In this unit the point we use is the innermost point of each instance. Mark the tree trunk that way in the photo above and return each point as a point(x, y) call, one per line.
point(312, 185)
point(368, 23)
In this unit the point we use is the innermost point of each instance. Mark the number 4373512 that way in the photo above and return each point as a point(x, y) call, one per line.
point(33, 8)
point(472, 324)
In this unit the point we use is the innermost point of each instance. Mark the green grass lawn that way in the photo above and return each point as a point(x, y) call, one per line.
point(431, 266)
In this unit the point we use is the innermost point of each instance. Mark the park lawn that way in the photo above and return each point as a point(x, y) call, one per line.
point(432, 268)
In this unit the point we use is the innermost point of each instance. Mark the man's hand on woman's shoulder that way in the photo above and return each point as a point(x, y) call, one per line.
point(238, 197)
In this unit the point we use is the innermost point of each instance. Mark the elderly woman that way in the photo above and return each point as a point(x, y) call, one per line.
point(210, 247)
____
_CEL ZADANIA:_ Przepisz w całości wszystkie powyższe pozycje i do każdej współrzędnej punktu w odpowiedziach dodaj −112.

_ODPOWIEDŹ:_
In this unit the point we use is the innermost point of each instance. Mark the tree trunk that way in the photo above and return each point as a point(x, y) call, one per line.
point(200, 73)
point(256, -89)
In this unit the point we use is the innermost point of each instance. Mark the number 4373512 that way in the photo above and return each point as a point(x, y) call, one per line.
point(-79, -104)
point(360, 212)
In this unit the point we use is the innermost point of each instance. Mark the green grass lawn that way in the photo above and return each point as a point(x, y) call, one per line.
point(319, 154)
In this unit the point we use is the innermost point of each instance. Mark the park lawn that way in the photo above and return each point as a point(x, y) call, one per line.
point(320, 156)
In this unit the point we use is the innermost point of each instance. Mark the man's hand on woman's shoulder that way in the photo above and return each point as a point(x, y) call, one per line.
point(126, 85)
In this unit the point we use is the innermost point of each instance. Mark the elderly woman that way in the photo above and return each point as a point(x, y) call, one per line.
point(98, 135)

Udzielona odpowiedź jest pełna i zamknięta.